## EXERCISE DESCRIPTION
Reproduce everything from the start of the material down to the line containing "box: [704, 608, 755, 663]", both ends included. Leave the pictures out of your answer.

## EXTRACTED MATERIAL
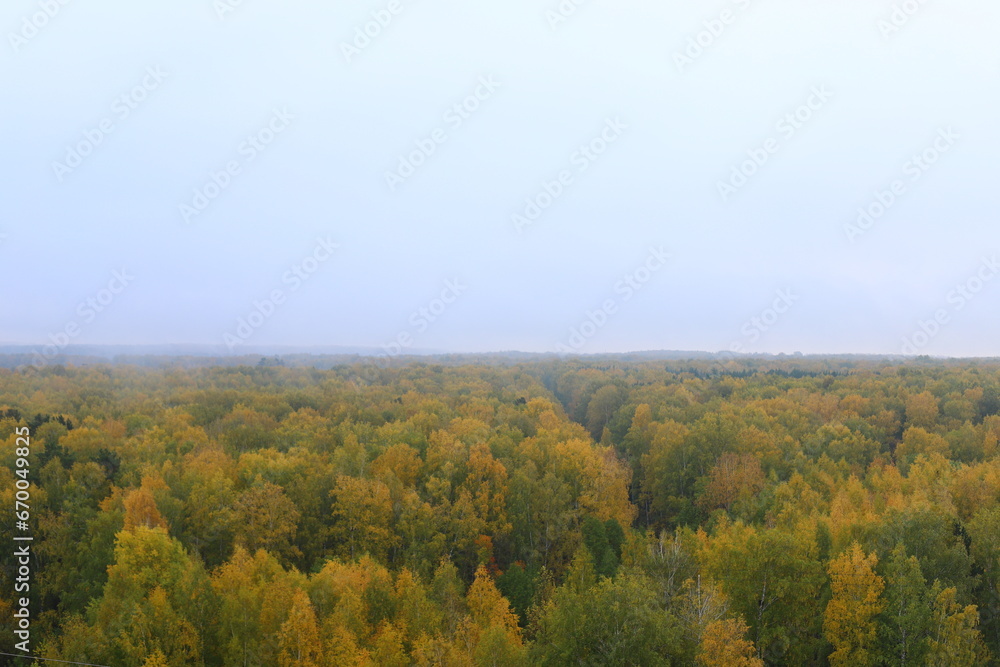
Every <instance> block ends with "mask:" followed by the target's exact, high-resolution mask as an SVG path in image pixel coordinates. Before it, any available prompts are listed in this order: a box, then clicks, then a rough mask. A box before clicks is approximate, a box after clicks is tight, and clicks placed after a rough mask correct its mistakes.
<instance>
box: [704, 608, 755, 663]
mask: <svg viewBox="0 0 1000 667" xmlns="http://www.w3.org/2000/svg"><path fill="white" fill-rule="evenodd" d="M747 630H749V627H748V626H747V624H746V621H744V620H743V619H742V618H729V619H724V620H718V621H712V622H711V623H709V624H708V625H707V626H705V631H704V632H703V633H702V636H701V647H700V648H701V650H700V652H699V653H698V658H697V660H698V664H699V665H701V666H702V667H764V661H763V660H761V659H760V658H758V657H757V649H756V648H755V647H754V645H753V642H752V641H750V640H748V639H746V634H747Z"/></svg>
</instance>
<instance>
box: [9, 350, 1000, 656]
mask: <svg viewBox="0 0 1000 667" xmlns="http://www.w3.org/2000/svg"><path fill="white" fill-rule="evenodd" d="M25 433H27V434H30V436H29V437H30V447H25V446H24V445H25V441H26V440H27V438H26V437H25V436H24V434H25ZM0 442H2V443H3V448H2V457H3V461H2V465H0V480H2V483H0V496H2V506H3V508H4V511H3V517H4V518H3V524H4V533H5V535H6V536H12V535H13V536H16V535H19V534H27V533H30V535H31V536H32V537H33V541H32V542H31V547H30V554H31V556H30V559H26V560H30V567H29V569H30V573H31V574H30V577H28V581H27V582H21V583H26V584H27V585H26V586H23V585H20V584H19V582H18V581H17V579H18V573H19V572H20V571H21V570H19V566H18V562H19V561H18V559H17V558H16V557H13V556H12V554H13V553H14V548H15V547H14V546H11V545H17V544H20V543H18V542H11V541H10V539H9V538H7V539H5V545H4V552H5V553H6V554H7V555H5V557H4V558H3V559H2V569H0V635H2V636H3V637H4V640H3V646H4V648H2V649H0V651H3V652H4V653H7V654H11V653H14V654H16V653H17V651H15V650H14V649H13V648H11V647H12V646H13V645H14V644H15V643H17V642H18V641H20V640H19V639H18V635H17V634H16V632H17V630H18V629H19V627H21V628H23V627H24V625H23V623H21V624H20V625H19V622H20V619H19V617H16V616H15V611H16V610H17V609H19V608H20V605H21V603H20V602H19V600H21V598H23V597H25V596H27V597H26V598H25V599H26V600H27V601H28V602H29V605H28V607H27V608H28V609H29V610H30V637H31V644H30V650H31V655H33V656H37V657H39V658H46V659H52V660H65V661H75V662H79V663H90V664H96V665H108V666H114V667H119V666H122V667H163V666H167V665H169V666H181V665H185V666H186V665H219V666H227V667H228V666H233V667H235V666H244V667H248V666H258V665H259V666H268V667H270V666H274V665H277V666H281V667H285V666H292V665H296V666H299V665H301V666H307V667H326V666H331V667H334V666H336V667H342V666H343V667H348V666H357V667H362V666H375V665H378V666H406V665H419V666H432V665H435V666H437V665H440V666H456V667H457V666H462V665H477V666H497V667H499V666H519V665H594V666H596V665H698V666H702V667H723V666H725V667H734V666H735V667H740V666H744V667H751V666H752V667H762V666H763V665H833V666H840V665H843V666H848V665H850V666H852V667H863V666H866V665H893V666H895V665H914V666H916V665H934V666H945V665H947V666H950V667H955V666H959V667H961V666H966V665H968V666H973V665H996V664H1000V663H998V662H997V661H996V658H995V656H1000V362H994V361H988V360H976V361H972V360H966V361H959V360H931V359H927V358H917V359H910V360H906V361H903V360H900V359H895V360H894V359H878V358H848V357H829V358H824V357H800V358H792V357H788V358H776V357H761V358H753V357H746V358H733V359H712V358H702V359H687V360H684V359H642V358H627V357H620V358H619V357H610V356H609V357H601V358H592V359H591V358H558V357H552V356H548V357H542V356H539V357H538V358H536V359H509V358H502V357H497V358H494V359H485V360H479V361H477V362H475V363H470V362H467V361H465V360H460V359H459V360H456V359H449V358H428V359H423V360H416V359H408V360H403V361H400V360H396V361H394V362H393V363H391V364H380V363H376V362H374V361H372V360H365V359H363V358H357V359H356V360H354V361H353V362H350V363H346V362H345V363H340V364H337V365H334V366H332V367H330V368H316V367H310V366H309V365H307V364H289V365H286V364H285V363H284V362H283V361H282V360H281V359H261V360H260V361H259V363H248V364H247V365H241V366H226V367H223V366H219V365H204V366H200V367H199V366H197V365H192V364H169V363H163V364H148V365H140V364H133V363H99V364H94V365H86V366H83V365H69V364H67V365H49V366H46V367H44V368H41V369H36V368H31V367H27V366H21V367H19V368H0ZM28 450H30V451H28ZM19 471H26V472H19ZM25 480H26V482H25ZM23 489H26V494H28V495H25V494H22V495H20V496H19V495H18V493H19V492H20V491H21V490H23ZM29 495H30V503H29V504H30V512H29V514H30V520H29V521H28V522H26V523H27V524H28V527H27V529H26V528H25V526H24V525H20V527H19V525H18V524H16V523H15V521H16V520H19V519H20V517H19V516H18V515H17V514H16V513H15V508H16V507H19V506H18V505H17V502H18V499H19V498H27V497H29ZM25 511H28V510H25ZM24 516H25V517H27V516H28V515H24ZM26 531H27V532H26ZM15 539H16V538H15ZM21 578H22V579H23V578H24V577H21ZM18 586H20V587H18ZM25 588H27V589H28V590H27V591H25V590H24V589H25ZM15 591H22V592H15ZM0 660H7V661H8V662H7V664H12V665H14V664H17V665H24V664H34V665H37V666H39V667H41V666H42V665H48V664H57V663H51V662H42V661H41V660H26V659H23V658H11V657H6V658H0Z"/></svg>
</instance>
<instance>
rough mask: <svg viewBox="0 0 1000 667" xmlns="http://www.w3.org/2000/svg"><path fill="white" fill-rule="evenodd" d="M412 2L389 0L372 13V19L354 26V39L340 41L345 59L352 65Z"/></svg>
mask: <svg viewBox="0 0 1000 667" xmlns="http://www.w3.org/2000/svg"><path fill="white" fill-rule="evenodd" d="M409 4H410V2H407V3H405V4H404V3H403V2H401V0H389V2H388V4H386V6H385V8H384V9H377V10H375V11H374V12H372V13H371V17H372V18H371V20H370V21H367V22H365V23H364V25H360V26H357V27H355V28H354V39H352V40H351V41H349V42H341V43H340V52H341V53H343V54H344V60H346V61H347V64H348V65H350V64H351V61H352V60H353V59H354V58H355V57H357V56H360V55H361V53H362V52H363V51H364V50H365V49H367V48H368V47H369V46H371V45H372V42H373V41H374V40H376V39H378V37H379V35H381V34H382V31H383V30H385V29H386V28H388V27H389V26H390V25H391V24H392V22H393V21H394V20H395V19H396V17H397V16H399V15H400V14H401V13H402V11H403V10H404V9H406V7H407V5H409Z"/></svg>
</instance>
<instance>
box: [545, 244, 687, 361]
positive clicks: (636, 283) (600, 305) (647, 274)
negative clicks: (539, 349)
mask: <svg viewBox="0 0 1000 667" xmlns="http://www.w3.org/2000/svg"><path fill="white" fill-rule="evenodd" d="M669 259H670V254H669V253H667V252H666V251H665V250H664V249H663V246H660V247H659V248H654V247H650V248H649V254H648V255H647V256H646V259H645V260H643V262H642V264H640V265H639V266H638V267H636V268H635V269H633V270H632V271H629V272H628V273H626V274H625V275H623V276H622V277H621V279H620V280H618V281H617V282H616V283H615V284H614V286H613V288H612V289H613V291H614V293H615V294H616V295H617V296H615V297H610V298H607V299H605V300H604V301H602V302H601V303H600V305H598V306H597V308H595V309H594V310H588V311H586V313H584V319H583V320H581V321H580V322H579V323H578V324H576V325H575V326H572V327H570V330H569V336H568V337H567V339H566V341H565V342H564V343H558V344H557V345H556V352H557V353H558V354H575V353H577V352H579V351H580V350H582V349H583V346H584V345H586V344H587V341H589V340H591V339H592V338H593V337H594V336H596V335H597V334H598V332H599V331H600V330H601V329H603V328H604V327H605V325H607V323H608V322H609V321H610V320H611V318H612V317H613V316H614V315H615V314H617V313H618V309H619V306H620V305H621V304H624V303H628V302H629V301H631V300H632V297H634V296H635V295H636V294H637V293H638V292H639V291H640V290H642V288H643V287H645V286H646V285H647V284H648V283H649V281H650V280H652V279H653V276H654V275H655V274H656V273H657V272H658V271H659V270H660V269H662V268H663V267H664V266H666V264H667V261H668V260H669ZM618 297H621V299H620V301H619V299H618Z"/></svg>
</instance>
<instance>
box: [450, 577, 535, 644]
mask: <svg viewBox="0 0 1000 667" xmlns="http://www.w3.org/2000/svg"><path fill="white" fill-rule="evenodd" d="M465 601H466V604H467V605H468V608H469V616H468V617H467V618H466V619H465V620H464V622H463V624H462V628H461V630H460V634H461V635H462V636H463V638H464V639H465V641H466V646H467V648H468V650H469V651H470V652H471V651H472V650H474V648H475V646H476V645H477V644H478V643H479V641H480V640H481V639H482V638H483V636H484V635H485V634H486V632H487V631H488V630H490V629H492V628H498V629H500V630H502V631H503V632H504V633H505V634H506V635H507V639H508V641H509V643H510V644H511V645H513V646H518V647H519V646H521V629H520V627H518V624H517V615H516V614H515V613H514V612H513V610H512V609H511V608H510V603H509V602H508V601H507V598H505V597H504V596H503V595H502V594H501V593H500V591H499V590H497V587H496V584H494V583H493V577H491V576H490V573H489V571H488V570H487V569H486V566H485V565H480V566H479V568H478V569H477V570H476V578H475V580H474V581H473V582H472V585H471V586H469V590H468V592H467V593H466V596H465Z"/></svg>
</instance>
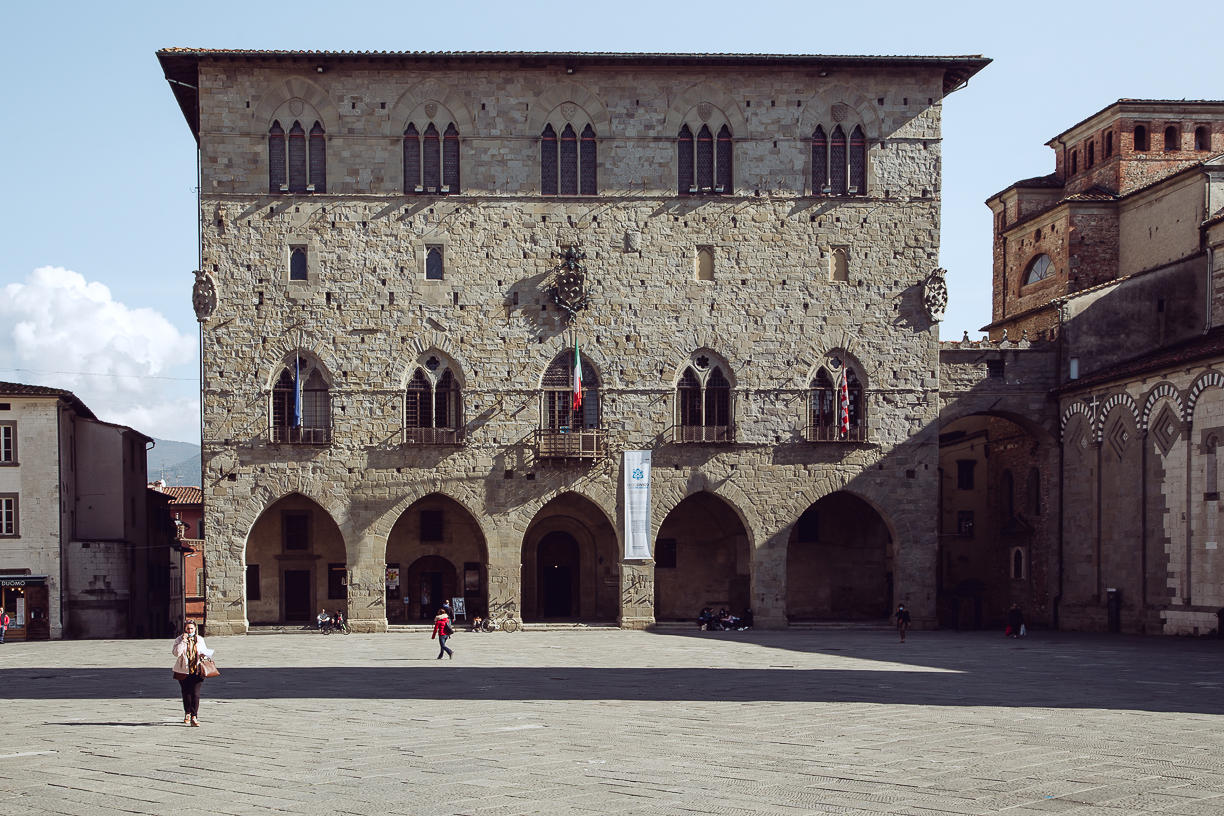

## RESPONSE TO THIS EXERCISE
Every <instance> block ends with "mask:" followed by the target's exact, high-resolution mask as an SVG path in image pixel coordinates. Before it, any available prompts are listed in this order: a box, then clicks, then a rough mask. A box before clicks is approximate, a box after clicks is tight, and clicks placed after a rough mask correct its mistakes.
<instance>
box: [704, 608, 755, 663]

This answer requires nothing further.